------ Provided records ------

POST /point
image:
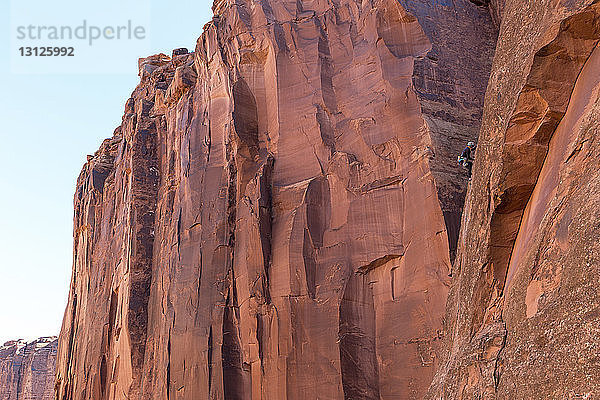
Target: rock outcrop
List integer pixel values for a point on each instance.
(276, 216)
(27, 369)
(523, 317)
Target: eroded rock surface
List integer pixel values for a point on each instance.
(523, 317)
(27, 369)
(276, 216)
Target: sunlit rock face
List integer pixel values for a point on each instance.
(27, 369)
(522, 319)
(276, 216)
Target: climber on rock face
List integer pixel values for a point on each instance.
(466, 158)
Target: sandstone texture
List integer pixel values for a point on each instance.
(27, 369)
(280, 214)
(523, 310)
(277, 214)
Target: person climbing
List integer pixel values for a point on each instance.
(466, 158)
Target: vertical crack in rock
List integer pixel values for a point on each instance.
(358, 355)
(318, 214)
(486, 312)
(27, 369)
(299, 142)
(265, 221)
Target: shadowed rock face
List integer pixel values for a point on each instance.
(276, 215)
(27, 369)
(522, 319)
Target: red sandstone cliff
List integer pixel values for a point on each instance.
(27, 369)
(523, 314)
(276, 216)
(278, 212)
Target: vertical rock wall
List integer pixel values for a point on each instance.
(521, 319)
(27, 369)
(276, 215)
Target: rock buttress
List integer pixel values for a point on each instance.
(27, 369)
(521, 322)
(270, 220)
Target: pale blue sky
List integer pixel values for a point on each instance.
(48, 124)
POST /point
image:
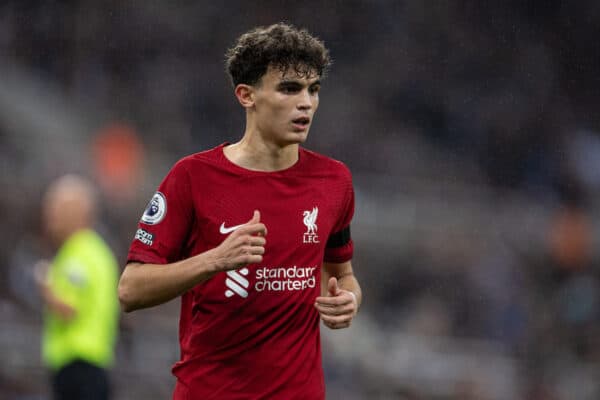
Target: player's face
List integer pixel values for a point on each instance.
(285, 104)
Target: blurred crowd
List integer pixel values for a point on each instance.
(471, 129)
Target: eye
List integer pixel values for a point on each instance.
(290, 89)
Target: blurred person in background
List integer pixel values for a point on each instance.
(250, 310)
(79, 289)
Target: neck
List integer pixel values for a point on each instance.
(255, 154)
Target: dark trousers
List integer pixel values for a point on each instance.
(80, 380)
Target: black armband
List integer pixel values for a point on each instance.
(339, 239)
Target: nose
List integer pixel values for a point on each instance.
(304, 100)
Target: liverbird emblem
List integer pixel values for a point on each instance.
(310, 220)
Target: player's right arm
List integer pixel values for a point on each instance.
(146, 285)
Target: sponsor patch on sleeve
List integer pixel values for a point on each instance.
(155, 210)
(144, 236)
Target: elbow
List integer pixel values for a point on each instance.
(126, 298)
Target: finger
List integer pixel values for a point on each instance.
(333, 301)
(337, 326)
(336, 320)
(255, 217)
(339, 310)
(251, 229)
(257, 241)
(332, 286)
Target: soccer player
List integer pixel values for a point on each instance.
(79, 289)
(245, 231)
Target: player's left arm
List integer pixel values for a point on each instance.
(341, 298)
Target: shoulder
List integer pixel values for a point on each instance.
(317, 161)
(195, 162)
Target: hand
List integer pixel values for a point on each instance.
(246, 245)
(338, 308)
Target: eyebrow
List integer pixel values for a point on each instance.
(289, 82)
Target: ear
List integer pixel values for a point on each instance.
(245, 95)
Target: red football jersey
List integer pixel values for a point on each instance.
(251, 333)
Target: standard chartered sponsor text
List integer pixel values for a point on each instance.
(285, 278)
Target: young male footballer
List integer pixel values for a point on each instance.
(244, 233)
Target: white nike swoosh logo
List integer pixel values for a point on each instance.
(225, 231)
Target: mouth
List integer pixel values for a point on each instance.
(301, 122)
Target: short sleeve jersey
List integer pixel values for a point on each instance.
(252, 333)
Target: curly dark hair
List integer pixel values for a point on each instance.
(279, 45)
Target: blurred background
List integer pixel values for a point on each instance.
(472, 130)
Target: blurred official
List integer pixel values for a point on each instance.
(79, 291)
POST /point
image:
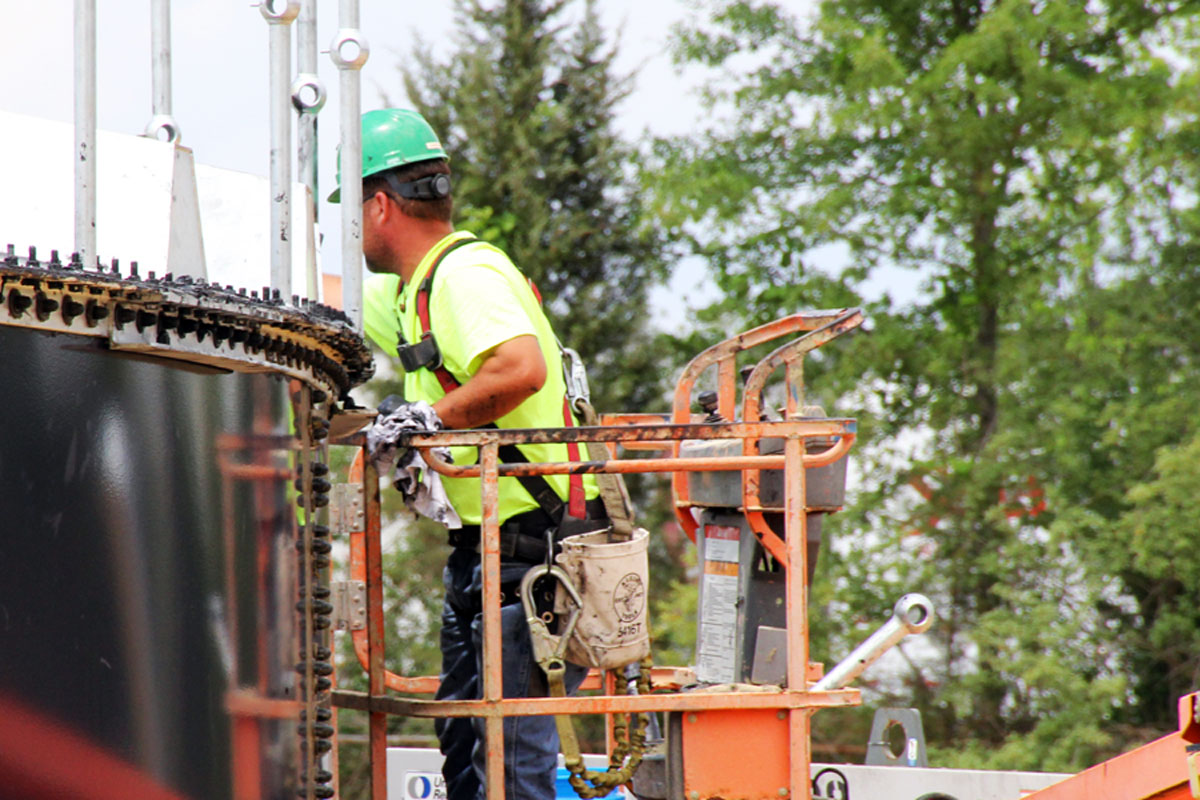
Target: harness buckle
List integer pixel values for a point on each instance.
(425, 354)
(549, 650)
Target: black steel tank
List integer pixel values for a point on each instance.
(163, 626)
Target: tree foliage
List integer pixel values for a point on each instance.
(1027, 164)
(523, 100)
(525, 104)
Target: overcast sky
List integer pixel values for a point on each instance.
(220, 67)
(220, 77)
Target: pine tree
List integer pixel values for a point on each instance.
(525, 104)
(999, 151)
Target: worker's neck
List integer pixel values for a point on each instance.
(418, 239)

------

_What you need to do_
Output each entry exactly. Skip the pictures.

_Finished task_
POST /point
image:
Target: rock outcrop
List integer pixel values for a point on each instance.
(276, 216)
(27, 369)
(523, 317)
Target: eroded rock surface
List integer pixel values for a point on each instance.
(523, 317)
(27, 369)
(276, 216)
Target: sunlit rock face
List integer pixel values for a point on each instance.
(27, 369)
(522, 319)
(276, 216)
Target: climber on rock face
List integer pixel values for a point on each instance.
(466, 158)
Target: sandstone texture
List integer pixel values for a point on each instance.
(27, 369)
(280, 214)
(523, 310)
(277, 214)
Target: person climbing
List integer pixel values for a point on each instance.
(466, 158)
Target: vertical crack in rock
List integer pixel values for a point on each instance.
(358, 355)
(318, 214)
(486, 312)
(27, 369)
(299, 142)
(265, 221)
Target: shadowed rock face
List integer pixel values for a point on each instance.
(276, 215)
(27, 369)
(522, 319)
Target: red sandstone cliff
List integer pixel values for a point on each instance.
(27, 369)
(523, 314)
(276, 216)
(278, 212)
Target: vertical rock wall
List integer pixel values for a point on each instance.
(521, 319)
(27, 369)
(276, 215)
Target: rock buttress
List integer pixel values for a point on each instance.
(27, 369)
(521, 322)
(270, 220)
Target: pale blue sky
List integer pixel values for a point on each instance.
(48, 124)
POST /point
image:
Target: player's face
List integer pixel values for a point on each instance.
(285, 104)
Target: blurred crowd
List integer pixel values for a point on each instance.
(471, 129)
Target: eye
List integer pixel values for a point on each instance.
(290, 89)
Target: blurred person in background
List integer pixel values for a point on each instance.
(250, 310)
(79, 289)
Target: neck
List integer pixel values for a point on each instance.
(255, 154)
Target: dark trousers
List integer pixel values for a point on each instance.
(80, 380)
Target: black armband
List integer pixel values for a point on each instance.
(339, 239)
Target: nose
List integer pixel values for a point on each instance.
(304, 100)
Target: liverbird emblem
List integer pixel values for a point on each instance.
(310, 220)
Target: player's right arm
List integer pixel values for a point on each instance.
(146, 285)
Target: sponsor patch on sleeve
List integer pixel values for a point on each instance.
(155, 210)
(144, 236)
Target: elbow
List integer pixel values for a point on each instance.
(126, 298)
Target: finger
List integer pixel values for a point on each instance.
(333, 301)
(337, 326)
(336, 320)
(255, 217)
(339, 310)
(251, 229)
(257, 241)
(332, 286)
Target: soccer player
List integer pixel values for a point on each instance.
(79, 289)
(245, 231)
Target: player's left arm
List integer pixel values for a point on each instance.
(341, 298)
Target: shoulder
List integer pixel values for a point on each instance.
(317, 161)
(195, 162)
Target: hand
List integer pixel values for a point on each instance.
(246, 245)
(338, 308)
Target: eyebrow
List integer pixel values for a point on each instance.
(289, 82)
Target: ear
List integer pixel values for a point on each instance.
(245, 95)
Target: red football jersey
List integer pixel values for a point on each instance.
(251, 333)
Target: standard chartered sponsor text
List integer pixel values for a point on each instance.
(285, 278)
Target: young male footballer
List integer pixel values for a point on each instance.
(244, 233)
Target: white nike swoosh logo
List integer pixel values for a point on each instance.
(225, 231)
Target: mouth
List integer pixel values for a point on each instance.
(301, 122)
Target: short sleeve jersey
List integer pixel values for a point on each instance.
(252, 333)
Target: curly dark hair
List integer pixel values for a point on each instance.
(279, 45)
Target: blurred background
List integer pixel values for a point on each instance.
(472, 130)
Target: blurred official
List integer pixel values for a point on each instance.
(79, 291)
POST /point
image:
Target: harness buckle
List integer pixel values for a point on each instance.
(425, 354)
(549, 650)
Target: black steel tank
List integer pixel values for a point on each instance.
(163, 626)
Target: tree foliage
List integer pixel values for a point on each instance.
(1027, 164)
(523, 100)
(525, 104)
Target: overcast sky
List integer pixel values for a point on each instance.
(220, 67)
(220, 77)
Target: pine tree
List integer pixel values for a point on each instance.
(525, 104)
(999, 151)
Target: worker's neck
List integer pixel values for a point on each instance.
(418, 239)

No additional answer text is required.